• Point annotation dataset records
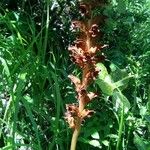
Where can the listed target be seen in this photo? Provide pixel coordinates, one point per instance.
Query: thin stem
(75, 137)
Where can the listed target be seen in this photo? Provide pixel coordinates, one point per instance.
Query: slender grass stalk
(75, 135)
(121, 125)
(46, 31)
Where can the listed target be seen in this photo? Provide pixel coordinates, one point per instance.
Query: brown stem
(75, 137)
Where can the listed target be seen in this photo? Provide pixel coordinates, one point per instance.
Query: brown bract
(84, 54)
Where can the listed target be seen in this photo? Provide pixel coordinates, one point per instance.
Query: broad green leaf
(106, 87)
(120, 101)
(95, 136)
(95, 143)
(104, 80)
(140, 144)
(103, 71)
(105, 142)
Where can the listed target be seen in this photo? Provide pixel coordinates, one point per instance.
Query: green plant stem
(75, 137)
(121, 124)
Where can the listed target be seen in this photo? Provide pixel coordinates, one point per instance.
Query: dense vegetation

• Written exercise
Can you recast every line of all the items above as a numbered list, skipping any blank lines and leaving the pictures out?

• Correct answer
1. Where can the listed target be seen in this photo? Provide pixel coordinates, one point per instance.
2. Query: thin stem
3. (75, 137)
4. Where can the listed target be seen in this photo? Provide pixel coordinates, one point per instance.
5. Query: slender grass stalk
6. (75, 135)
7. (121, 125)
8. (46, 31)
9. Where can the listed target be seen in this photo? Provide pixel coordinates, one point per instance.
10. Query: brown stem
11. (75, 137)
12. Where can the listed target be seen in this photo? Provide pixel coordinates, one point per instance.
13. Query: brown bract
14. (84, 54)
15. Where can the listed target be seen in this photo? Provide pixel coordinates, one point per instance.
16. Query: broad green leaf
17. (106, 87)
18. (120, 101)
19. (95, 136)
20. (95, 143)
21. (104, 80)
22. (140, 144)
23. (103, 71)
24. (105, 142)
25. Where can the listed target be seen in this photo? Provide pixel coordinates, one point per instance.
26. Query: green plant stem
27. (75, 137)
28. (121, 124)
29. Where can the listed target be seen in this photo? Provide pixel coordinates, one point per instance.
30. Query: dense vegetation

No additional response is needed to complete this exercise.